O'Brien Family

O'Brien Family
Baby Charmed Life!

Sunday, March 27, 2011

A Gift for Konor *DEEP THOUGHTS WARNING*

I have had some time to sit and reflect a little bit today. I've mostly reflected on what my goals are for my family. Kris and I are really great and making goals together, but what personally do I want for my family? It's mostly a gift for my son.

I want to give Konor a happy, stress free childhood. I speak to a lot of parents that are transitioning constantly with their young children, or are living on all sorts of assistance and can't afford little things for their own children. I don't mean that Konor NEEDS tons of brand new toys or clothes. I'm not far above buying used or getting hand me downs. What I want for Konor is space to explore in his home and attend the same school growing up. I want to take him around Alaska, around the States, around the world! I want to be able to give him experiences that he can cherish.

Beyond things, I want Konor to grow up in a church we love. I adore our church here in Anchorage. It's home. The pastoral staff is fabulous, the people are fabulous, I just love it. I want Konor to have friends there and grow up with these little guys and girls. The way I did. My best friends, are the same friends I've had since I was very young. I want Konor to have lasting, strong relationships with others. I want him to have close friends that will help him stay accountable to God. I want Konor to know and love God.

----------

• What you will do: Please write what comes next in the blog post about the author's hopes for Konor, picking up after its last sentence. The data that comes next is separate material and not part of the blog post.

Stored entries
----------

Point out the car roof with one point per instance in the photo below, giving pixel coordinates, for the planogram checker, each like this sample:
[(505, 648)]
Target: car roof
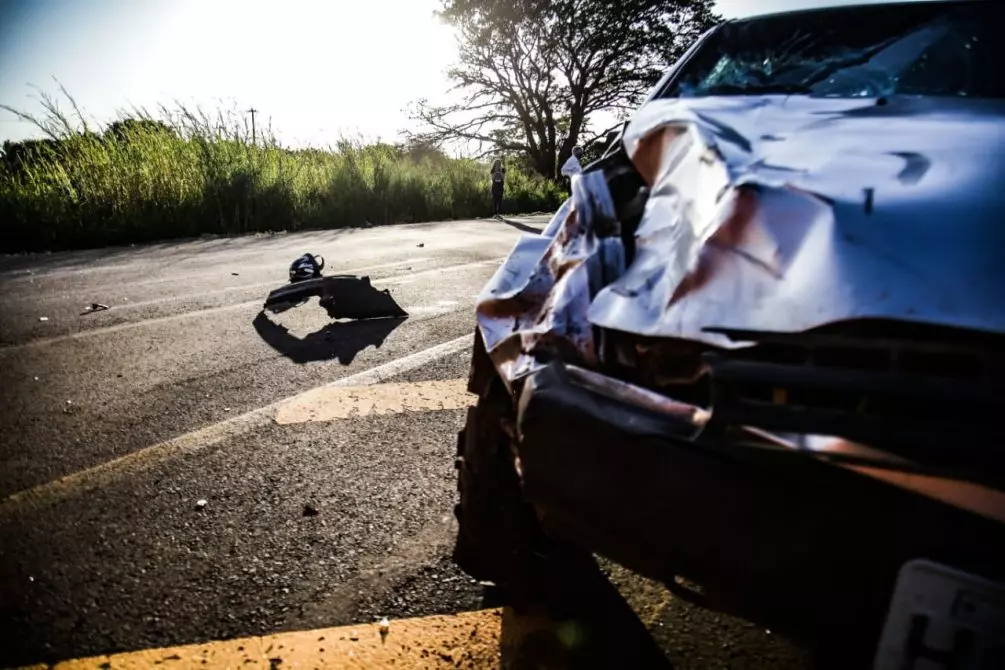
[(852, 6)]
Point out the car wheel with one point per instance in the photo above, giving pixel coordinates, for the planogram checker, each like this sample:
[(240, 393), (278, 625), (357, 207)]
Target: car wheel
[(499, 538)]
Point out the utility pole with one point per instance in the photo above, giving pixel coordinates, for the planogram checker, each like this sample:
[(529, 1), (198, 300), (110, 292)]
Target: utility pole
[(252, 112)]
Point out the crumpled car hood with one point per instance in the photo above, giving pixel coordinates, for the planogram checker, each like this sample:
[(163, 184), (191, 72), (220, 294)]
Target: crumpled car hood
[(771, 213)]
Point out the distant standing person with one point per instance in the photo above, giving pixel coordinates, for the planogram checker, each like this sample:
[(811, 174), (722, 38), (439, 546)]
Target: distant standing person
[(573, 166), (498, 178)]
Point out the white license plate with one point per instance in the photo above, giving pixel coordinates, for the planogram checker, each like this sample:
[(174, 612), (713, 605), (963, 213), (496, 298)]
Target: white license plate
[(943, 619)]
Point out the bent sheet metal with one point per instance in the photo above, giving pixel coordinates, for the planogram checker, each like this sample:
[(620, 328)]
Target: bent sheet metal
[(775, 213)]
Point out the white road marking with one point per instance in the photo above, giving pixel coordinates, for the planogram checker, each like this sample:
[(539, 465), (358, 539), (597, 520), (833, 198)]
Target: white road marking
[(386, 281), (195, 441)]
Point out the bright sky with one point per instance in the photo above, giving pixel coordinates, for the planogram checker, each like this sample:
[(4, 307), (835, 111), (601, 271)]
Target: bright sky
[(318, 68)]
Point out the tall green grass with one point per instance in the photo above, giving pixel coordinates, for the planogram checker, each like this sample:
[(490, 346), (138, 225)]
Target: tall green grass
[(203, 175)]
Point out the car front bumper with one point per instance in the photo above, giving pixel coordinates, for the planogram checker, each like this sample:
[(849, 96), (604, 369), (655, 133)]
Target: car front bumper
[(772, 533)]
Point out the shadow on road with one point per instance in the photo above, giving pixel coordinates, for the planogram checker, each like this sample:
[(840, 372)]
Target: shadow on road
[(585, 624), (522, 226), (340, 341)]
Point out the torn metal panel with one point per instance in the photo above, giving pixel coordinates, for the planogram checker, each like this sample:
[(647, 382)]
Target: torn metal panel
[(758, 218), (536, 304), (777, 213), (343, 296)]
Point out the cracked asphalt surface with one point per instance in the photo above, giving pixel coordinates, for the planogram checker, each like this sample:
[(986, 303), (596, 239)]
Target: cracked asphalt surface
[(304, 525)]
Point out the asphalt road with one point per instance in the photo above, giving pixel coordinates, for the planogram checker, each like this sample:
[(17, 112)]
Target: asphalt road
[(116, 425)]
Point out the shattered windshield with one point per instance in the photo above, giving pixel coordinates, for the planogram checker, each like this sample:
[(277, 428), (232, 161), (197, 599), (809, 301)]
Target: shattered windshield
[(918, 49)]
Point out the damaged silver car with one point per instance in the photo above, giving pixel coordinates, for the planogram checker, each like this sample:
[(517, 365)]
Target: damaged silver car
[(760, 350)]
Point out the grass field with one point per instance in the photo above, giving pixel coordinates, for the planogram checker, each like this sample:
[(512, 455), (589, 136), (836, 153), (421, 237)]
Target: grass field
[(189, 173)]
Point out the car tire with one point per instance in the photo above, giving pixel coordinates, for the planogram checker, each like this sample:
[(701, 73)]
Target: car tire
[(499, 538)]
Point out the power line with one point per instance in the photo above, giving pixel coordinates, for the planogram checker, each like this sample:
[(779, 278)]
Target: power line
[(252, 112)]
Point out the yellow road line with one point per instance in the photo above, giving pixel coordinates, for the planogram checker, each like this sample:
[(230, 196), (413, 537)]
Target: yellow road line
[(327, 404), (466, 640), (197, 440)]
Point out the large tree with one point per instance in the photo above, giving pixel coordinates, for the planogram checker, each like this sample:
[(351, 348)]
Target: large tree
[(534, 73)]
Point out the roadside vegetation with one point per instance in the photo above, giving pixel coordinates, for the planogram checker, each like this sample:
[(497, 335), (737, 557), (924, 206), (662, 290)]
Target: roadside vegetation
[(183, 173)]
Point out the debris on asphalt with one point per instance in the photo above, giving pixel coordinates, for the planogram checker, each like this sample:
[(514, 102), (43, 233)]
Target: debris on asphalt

----------

• Written response:
That seems somewhat heavy on a calm Sunday afternoon, but it's so important to me. I have the most supportive and loving husband that will do anything to give Konor and I a happy, worry free life. I praise Jesus everyday that he gave me such a hard working husband. We both work hard to afford the life we have. We are learning everyday about choices we make effecting the future. We know what we want and thankfully we are on the same page! We both work for promising companies and we come home committed to family time. When I realize what I want to give my family, my son, and I realize I have to wait and be patient it makes me so sad. I am very much a "want it hear and now" type of lady, and I struggle with being patient. God is working on my big time in this area. Perhaps that's why my heart is heavy with this today.


Konor deserves a happy, worry free childhood.